▽

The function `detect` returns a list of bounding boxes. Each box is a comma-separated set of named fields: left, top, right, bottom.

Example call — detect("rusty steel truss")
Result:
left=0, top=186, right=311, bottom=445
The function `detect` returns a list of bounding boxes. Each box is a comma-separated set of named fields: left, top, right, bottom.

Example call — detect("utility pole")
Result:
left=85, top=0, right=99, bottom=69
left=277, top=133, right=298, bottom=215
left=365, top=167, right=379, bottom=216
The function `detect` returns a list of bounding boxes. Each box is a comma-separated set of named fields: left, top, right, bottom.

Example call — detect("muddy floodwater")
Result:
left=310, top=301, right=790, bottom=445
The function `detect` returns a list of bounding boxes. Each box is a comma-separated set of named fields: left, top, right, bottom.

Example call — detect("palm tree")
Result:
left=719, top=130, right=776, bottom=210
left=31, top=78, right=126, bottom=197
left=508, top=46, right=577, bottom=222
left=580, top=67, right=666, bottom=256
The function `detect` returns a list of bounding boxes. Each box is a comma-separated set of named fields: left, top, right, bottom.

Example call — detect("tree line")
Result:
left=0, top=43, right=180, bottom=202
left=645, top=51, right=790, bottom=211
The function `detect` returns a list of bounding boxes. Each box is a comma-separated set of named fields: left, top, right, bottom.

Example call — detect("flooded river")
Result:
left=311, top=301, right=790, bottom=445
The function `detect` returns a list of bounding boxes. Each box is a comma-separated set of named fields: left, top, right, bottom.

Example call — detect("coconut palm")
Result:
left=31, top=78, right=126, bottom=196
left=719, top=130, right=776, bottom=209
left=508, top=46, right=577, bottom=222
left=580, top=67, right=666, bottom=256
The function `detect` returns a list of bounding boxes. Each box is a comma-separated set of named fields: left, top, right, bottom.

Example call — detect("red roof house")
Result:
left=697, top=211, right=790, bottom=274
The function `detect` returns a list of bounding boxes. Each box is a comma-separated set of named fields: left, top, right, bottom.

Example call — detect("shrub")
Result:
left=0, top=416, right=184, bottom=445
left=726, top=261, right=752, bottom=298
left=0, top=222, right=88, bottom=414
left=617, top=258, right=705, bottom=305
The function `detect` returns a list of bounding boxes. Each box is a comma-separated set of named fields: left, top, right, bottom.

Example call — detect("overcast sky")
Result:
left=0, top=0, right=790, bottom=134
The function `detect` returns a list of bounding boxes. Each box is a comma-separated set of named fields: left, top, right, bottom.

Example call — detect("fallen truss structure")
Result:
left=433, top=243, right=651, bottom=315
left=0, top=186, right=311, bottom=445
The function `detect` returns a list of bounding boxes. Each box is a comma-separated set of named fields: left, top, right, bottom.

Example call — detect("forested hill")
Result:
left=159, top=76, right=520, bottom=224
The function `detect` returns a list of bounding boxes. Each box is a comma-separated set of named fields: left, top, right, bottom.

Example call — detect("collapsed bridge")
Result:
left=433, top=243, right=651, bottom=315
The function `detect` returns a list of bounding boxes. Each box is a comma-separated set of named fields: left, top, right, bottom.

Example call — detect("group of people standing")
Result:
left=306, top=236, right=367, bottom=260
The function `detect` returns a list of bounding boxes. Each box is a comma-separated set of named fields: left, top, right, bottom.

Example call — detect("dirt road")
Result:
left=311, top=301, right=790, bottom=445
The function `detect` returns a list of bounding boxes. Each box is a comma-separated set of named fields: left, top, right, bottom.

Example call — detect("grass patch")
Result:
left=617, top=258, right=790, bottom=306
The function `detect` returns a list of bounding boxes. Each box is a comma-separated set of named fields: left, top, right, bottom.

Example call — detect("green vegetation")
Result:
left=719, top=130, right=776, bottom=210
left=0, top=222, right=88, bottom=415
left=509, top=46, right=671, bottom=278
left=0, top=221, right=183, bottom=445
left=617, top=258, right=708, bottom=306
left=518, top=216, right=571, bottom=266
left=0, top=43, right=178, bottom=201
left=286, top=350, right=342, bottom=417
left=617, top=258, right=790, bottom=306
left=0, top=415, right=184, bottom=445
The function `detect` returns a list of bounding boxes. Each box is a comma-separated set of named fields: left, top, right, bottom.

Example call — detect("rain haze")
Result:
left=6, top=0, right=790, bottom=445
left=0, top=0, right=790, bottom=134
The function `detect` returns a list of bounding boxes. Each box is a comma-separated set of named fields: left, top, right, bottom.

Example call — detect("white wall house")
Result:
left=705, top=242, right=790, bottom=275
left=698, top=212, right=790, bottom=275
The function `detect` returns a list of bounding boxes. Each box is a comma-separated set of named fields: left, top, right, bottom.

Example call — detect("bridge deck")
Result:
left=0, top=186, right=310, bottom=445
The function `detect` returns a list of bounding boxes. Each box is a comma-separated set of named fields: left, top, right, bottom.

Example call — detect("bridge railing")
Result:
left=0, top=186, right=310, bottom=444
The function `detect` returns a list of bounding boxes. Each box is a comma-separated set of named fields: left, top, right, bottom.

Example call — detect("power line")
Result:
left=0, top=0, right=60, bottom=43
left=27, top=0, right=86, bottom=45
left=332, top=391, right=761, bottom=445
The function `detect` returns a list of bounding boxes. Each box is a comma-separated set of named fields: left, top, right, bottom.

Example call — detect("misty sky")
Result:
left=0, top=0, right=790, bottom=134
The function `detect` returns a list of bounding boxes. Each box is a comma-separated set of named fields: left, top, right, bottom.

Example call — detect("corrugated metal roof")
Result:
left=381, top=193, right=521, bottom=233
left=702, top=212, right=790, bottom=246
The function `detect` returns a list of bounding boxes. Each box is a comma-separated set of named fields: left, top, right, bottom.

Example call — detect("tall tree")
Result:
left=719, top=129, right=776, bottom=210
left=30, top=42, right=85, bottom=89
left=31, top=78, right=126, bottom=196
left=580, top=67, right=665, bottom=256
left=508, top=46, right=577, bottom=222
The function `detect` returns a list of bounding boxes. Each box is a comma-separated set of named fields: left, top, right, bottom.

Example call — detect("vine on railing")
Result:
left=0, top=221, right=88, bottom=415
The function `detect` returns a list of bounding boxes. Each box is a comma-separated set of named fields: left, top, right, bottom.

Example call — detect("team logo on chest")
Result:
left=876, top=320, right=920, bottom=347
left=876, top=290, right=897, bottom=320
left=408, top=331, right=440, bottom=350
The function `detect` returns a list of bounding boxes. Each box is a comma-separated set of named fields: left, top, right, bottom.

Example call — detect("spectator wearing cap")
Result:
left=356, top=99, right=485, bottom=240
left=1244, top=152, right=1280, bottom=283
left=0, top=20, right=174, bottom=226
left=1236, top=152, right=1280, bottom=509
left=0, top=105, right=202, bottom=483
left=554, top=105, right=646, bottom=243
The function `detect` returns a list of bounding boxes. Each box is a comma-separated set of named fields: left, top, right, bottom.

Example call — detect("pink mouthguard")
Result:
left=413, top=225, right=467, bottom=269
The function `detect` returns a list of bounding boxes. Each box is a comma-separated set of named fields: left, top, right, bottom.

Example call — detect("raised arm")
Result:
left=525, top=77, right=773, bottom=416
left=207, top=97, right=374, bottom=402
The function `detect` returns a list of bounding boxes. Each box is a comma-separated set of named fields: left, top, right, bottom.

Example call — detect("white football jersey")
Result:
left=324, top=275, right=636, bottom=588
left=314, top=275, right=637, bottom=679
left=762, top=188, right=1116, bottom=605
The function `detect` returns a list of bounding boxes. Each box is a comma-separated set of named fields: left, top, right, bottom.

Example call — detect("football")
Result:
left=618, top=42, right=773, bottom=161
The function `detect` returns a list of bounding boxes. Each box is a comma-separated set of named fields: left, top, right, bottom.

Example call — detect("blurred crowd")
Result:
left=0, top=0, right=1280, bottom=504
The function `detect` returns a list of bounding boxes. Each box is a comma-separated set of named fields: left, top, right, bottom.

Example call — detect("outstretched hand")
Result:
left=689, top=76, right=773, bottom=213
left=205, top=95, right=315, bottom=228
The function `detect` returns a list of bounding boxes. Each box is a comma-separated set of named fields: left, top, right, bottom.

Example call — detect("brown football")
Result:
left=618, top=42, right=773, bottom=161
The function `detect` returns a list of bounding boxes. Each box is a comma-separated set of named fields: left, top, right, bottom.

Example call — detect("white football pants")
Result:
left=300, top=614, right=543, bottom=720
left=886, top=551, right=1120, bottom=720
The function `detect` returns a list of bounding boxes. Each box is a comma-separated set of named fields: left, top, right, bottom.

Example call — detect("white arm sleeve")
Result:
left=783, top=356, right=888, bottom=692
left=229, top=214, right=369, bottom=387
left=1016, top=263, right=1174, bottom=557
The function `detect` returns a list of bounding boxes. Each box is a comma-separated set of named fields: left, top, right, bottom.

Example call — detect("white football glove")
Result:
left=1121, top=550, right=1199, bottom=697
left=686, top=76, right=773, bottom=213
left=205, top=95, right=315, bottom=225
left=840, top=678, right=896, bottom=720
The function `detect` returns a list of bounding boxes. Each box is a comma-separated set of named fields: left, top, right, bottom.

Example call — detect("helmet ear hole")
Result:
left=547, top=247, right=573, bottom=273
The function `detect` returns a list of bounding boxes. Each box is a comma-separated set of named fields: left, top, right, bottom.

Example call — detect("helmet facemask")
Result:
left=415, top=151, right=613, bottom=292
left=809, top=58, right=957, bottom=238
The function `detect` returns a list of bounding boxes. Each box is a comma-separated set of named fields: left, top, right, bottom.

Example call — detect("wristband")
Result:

△

▶ [Lo que se pide]:
¿Puedes copiar sin ningún cambio los datos de arriba desde su primera línea hasta la línea que contiene "left=310, top=301, right=790, bottom=445", ambas incluidas?

▶ [Solución]:
The function `detect` returns a list of bounding boxes. Each box is a comma-separated set of named fields: left, top, right, bottom.

Example call — detect("rusty steel truss")
Result:
left=0, top=186, right=311, bottom=445
The function `detect` returns a list of bounding boxes. Each box is a comma-separated set of named fields: left, top, right, bottom.

Example call — detect("utility pole")
Result:
left=85, top=0, right=99, bottom=69
left=277, top=133, right=298, bottom=215
left=365, top=167, right=379, bottom=216
The function `detect` returns a list of bounding boxes. Each box is a comma-separated set of named fields: left, top, right, bottom.

Example call — detect("muddy floodwater")
Result:
left=310, top=301, right=790, bottom=445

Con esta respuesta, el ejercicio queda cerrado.